[Work to complete] Rewrite the listing, beginning at the line that contains "Get stone column." and stopping after the line that contains "[198,281,256,457]", keeping every line, including the requests, and scaling each coordinate in the answers by 2.5, rounded to whole numbers with halves rounded up. Give only those lines.

Coordinate annotation entries:
-*-

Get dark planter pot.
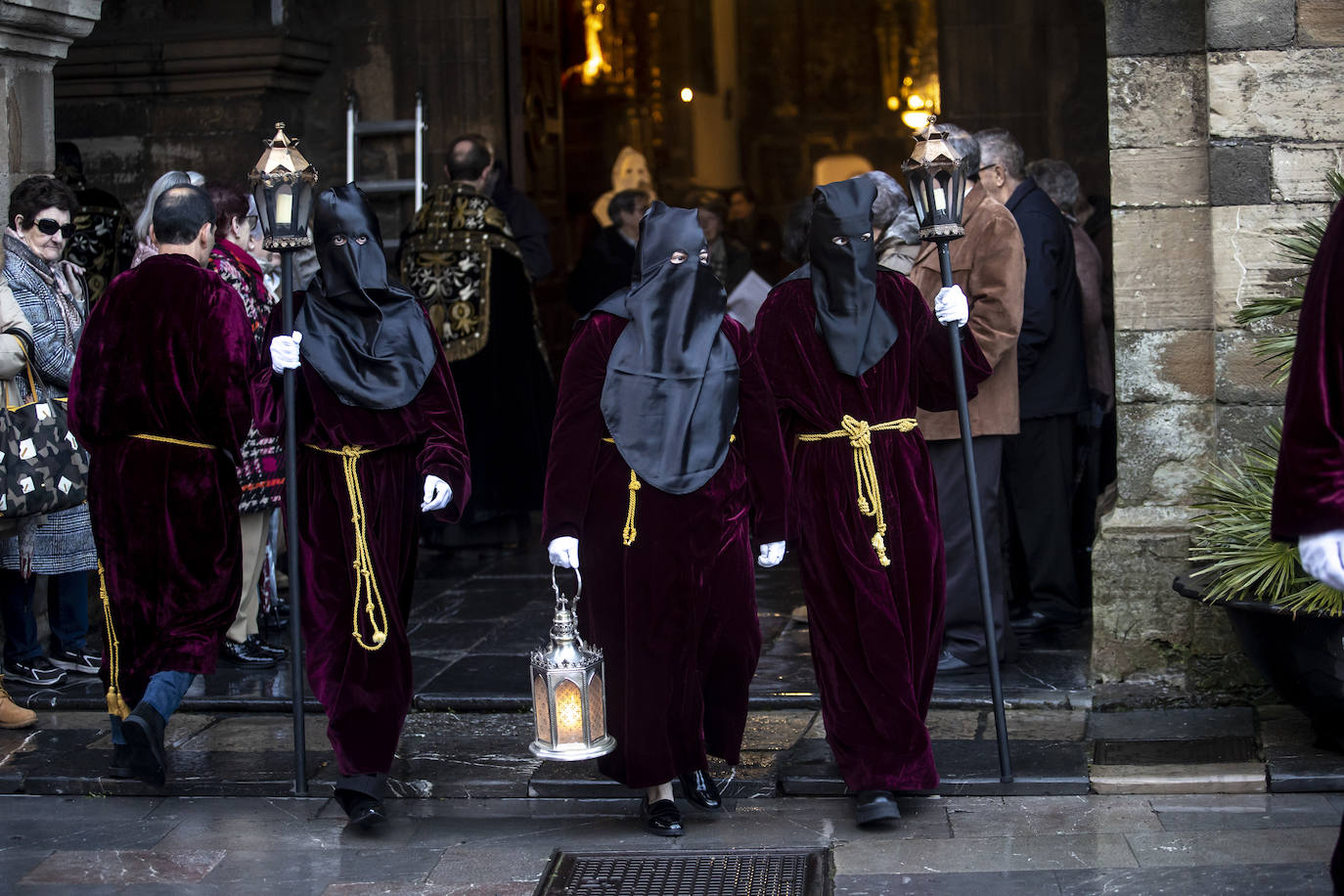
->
[1172,576,1344,752]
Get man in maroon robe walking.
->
[543,202,787,837]
[1270,196,1344,893]
[69,187,256,784]
[754,177,989,825]
[252,184,470,828]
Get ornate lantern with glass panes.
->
[529,567,615,759]
[901,116,966,241]
[247,121,317,251]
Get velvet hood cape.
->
[294,184,438,411]
[594,202,739,494]
[806,176,898,377]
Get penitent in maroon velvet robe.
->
[754,271,989,791]
[252,292,470,775]
[543,312,787,787]
[69,254,256,706]
[1272,202,1344,541]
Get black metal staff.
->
[902,115,1012,784]
[247,122,317,796]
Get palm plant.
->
[1189,170,1344,616]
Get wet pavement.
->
[0,551,1344,896]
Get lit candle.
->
[276,192,294,224]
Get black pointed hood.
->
[597,202,739,494]
[294,184,438,410]
[808,175,898,377]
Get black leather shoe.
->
[1009,609,1081,634]
[108,744,134,781]
[679,771,723,811]
[640,796,686,837]
[853,790,901,828]
[121,701,168,787]
[245,634,289,659]
[938,650,989,676]
[219,638,276,669]
[336,788,387,830]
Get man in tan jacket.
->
[910,122,1027,674]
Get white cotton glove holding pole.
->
[757,541,784,568]
[1297,529,1344,591]
[270,331,304,374]
[546,535,579,569]
[933,285,970,327]
[421,474,453,514]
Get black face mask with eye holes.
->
[808,175,899,377]
[594,202,739,494]
[294,184,438,410]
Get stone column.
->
[0,0,102,205]
[1093,0,1344,691]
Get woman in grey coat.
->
[0,176,102,687]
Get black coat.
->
[1007,177,1089,421]
[568,224,635,316]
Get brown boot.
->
[0,676,37,728]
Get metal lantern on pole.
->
[901,116,1012,784]
[528,567,615,759]
[247,122,317,796]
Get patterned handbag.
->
[0,332,89,518]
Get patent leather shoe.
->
[938,650,989,676]
[679,771,723,811]
[244,634,289,659]
[219,638,276,669]
[853,790,901,828]
[1009,609,1081,634]
[640,796,686,837]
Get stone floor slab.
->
[19,849,224,886]
[1129,827,1339,867]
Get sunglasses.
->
[35,217,75,239]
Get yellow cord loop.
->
[798,414,919,567]
[621,470,640,547]
[308,445,387,650]
[98,560,130,719]
[130,432,215,451]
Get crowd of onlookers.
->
[0,125,1114,727]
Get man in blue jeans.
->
[69,187,256,784]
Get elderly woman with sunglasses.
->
[0,176,102,687]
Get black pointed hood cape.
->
[294,184,438,410]
[808,175,898,377]
[594,202,739,494]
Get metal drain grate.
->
[533,849,832,896]
[1093,737,1255,766]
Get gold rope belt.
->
[130,432,215,451]
[603,432,738,547]
[798,414,919,565]
[98,560,130,719]
[306,445,387,650]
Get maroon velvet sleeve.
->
[729,320,789,544]
[416,343,471,522]
[542,313,625,544]
[1270,202,1344,541]
[198,281,256,457]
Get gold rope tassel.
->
[309,445,387,650]
[798,414,919,567]
[621,470,640,547]
[98,560,130,719]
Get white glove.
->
[757,541,784,568]
[421,475,453,514]
[546,535,579,569]
[1297,529,1344,591]
[933,285,970,327]
[270,331,304,374]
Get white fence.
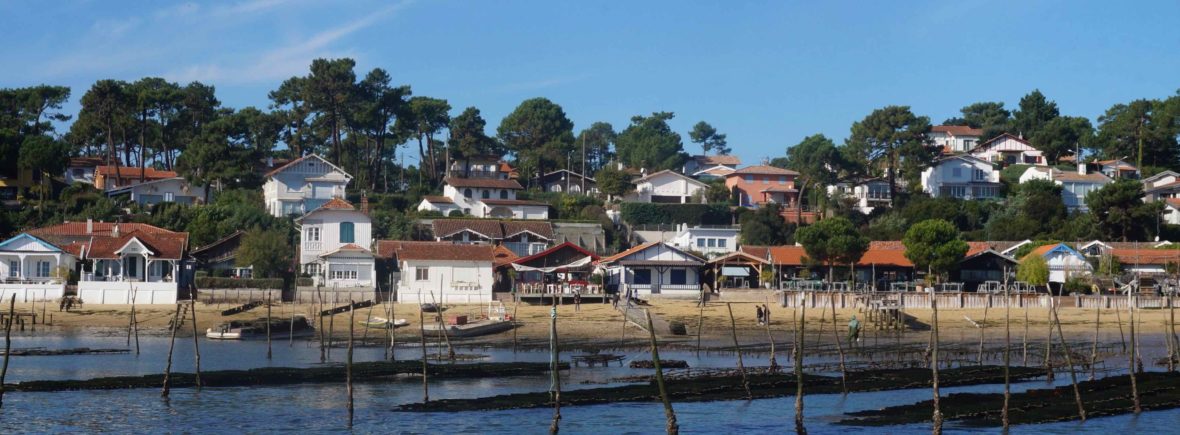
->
[78,281,177,305]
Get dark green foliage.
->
[739,204,795,246]
[194,277,283,290]
[902,219,969,282]
[615,112,688,173]
[622,203,726,225]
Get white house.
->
[28,220,189,304]
[1028,243,1093,283]
[926,125,983,154]
[1020,164,1112,211]
[418,173,549,219]
[106,177,205,206]
[598,242,704,298]
[671,225,740,257]
[632,170,708,204]
[0,233,78,302]
[827,178,890,215]
[378,240,496,303]
[295,198,376,291]
[262,154,353,217]
[970,133,1045,166]
[922,154,999,199]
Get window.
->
[631,269,651,284]
[671,269,688,285]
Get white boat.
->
[205,316,315,340]
[356,317,409,329]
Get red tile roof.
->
[726,165,799,177]
[930,125,983,136]
[445,177,524,190]
[94,166,177,179]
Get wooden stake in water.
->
[643,310,680,435]
[267,292,271,360]
[795,294,807,434]
[549,298,562,434]
[189,298,201,390]
[1050,298,1086,421]
[930,294,943,435]
[418,299,431,403]
[159,302,181,398]
[0,294,17,408]
[726,302,754,400]
[344,301,356,428]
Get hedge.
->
[195,277,283,289]
[622,203,732,225]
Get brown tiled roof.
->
[445,177,524,190]
[726,165,799,177]
[693,156,741,166]
[930,125,983,136]
[94,166,177,179]
[381,242,496,263]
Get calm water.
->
[0,331,1180,434]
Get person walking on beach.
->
[848,315,860,345]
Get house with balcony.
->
[295,198,376,294]
[726,165,799,209]
[598,242,706,298]
[1020,163,1114,211]
[827,178,891,215]
[262,154,353,217]
[106,177,207,207]
[431,219,555,257]
[926,125,983,154]
[922,154,999,199]
[20,220,189,304]
[0,232,81,302]
[969,133,1048,166]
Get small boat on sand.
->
[205,316,315,340]
[356,317,409,329]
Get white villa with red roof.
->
[418,166,549,219]
[0,220,189,304]
[262,154,353,217]
[926,125,983,154]
[295,198,376,291]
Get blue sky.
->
[0,0,1180,164]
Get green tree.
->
[496,97,573,179]
[595,165,631,197]
[1016,253,1049,286]
[615,112,688,172]
[844,106,938,206]
[1031,117,1094,163]
[795,217,868,282]
[450,107,503,177]
[1086,179,1163,242]
[1009,90,1061,138]
[902,219,970,282]
[234,228,293,278]
[740,204,794,246]
[688,121,730,156]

-*-

[Correct answer]
Get stone column.
->
[0,0,255,513]
[2733,0,3360,1728]
Get woman in grey coat.
->
[0,440,255,1718]
Get black coat.
->
[2518,443,2723,1053]
[1420,560,1588,790]
Get brown boot.
->
[0,1690,93,1820]
Get metal lantern on pole.
->
[2253,290,2530,1960]
[1320,1418,1538,1898]
[618,305,793,1990]
Get patterned handbag.
->
[0,830,223,1295]
Get patent leather shoe.
->
[2345,1625,2473,1690]
[1698,1928,1808,2028]
[610,1585,723,1648]
[548,1595,690,1673]
[2133,1975,2253,2070]
[2523,1523,2703,1585]
[1600,1990,1715,2093]
Get stone floor slab.
->
[48,2123,560,2215]
[2823,2068,3348,2168]
Get sunglasses.
->
[88,543,188,598]
Get yellow cord loop.
->
[1995,1035,2298,1418]
[1553,1175,1600,1368]
[770,1113,968,1625]
[245,1400,325,1798]
[325,1080,538,1128]
Get crowd of onlookers.
->
[0,313,2785,1818]
Get man in blue jeans.
->
[173,468,640,1960]
Get elderly woman with sunglasses.
->
[0,440,255,1718]
Get black pointed hood cape.
->
[735,460,1095,1025]
[2020,438,2245,943]
[1485,505,1848,1235]
Get metal drain grate.
->
[1333,2123,2080,2240]
[2733,1843,3138,1915]
Get gold rope belt.
->
[325,1080,538,1128]
[1508,1080,1845,1368]
[1995,1035,2298,1413]
[245,1400,325,1798]
[765,1113,968,1625]
Get maroon velvet sleeve.
->
[1823,800,1973,1360]
[1040,858,1178,1305]
[1355,783,1563,1360]
[3175,505,3360,1353]
[495,703,640,1143]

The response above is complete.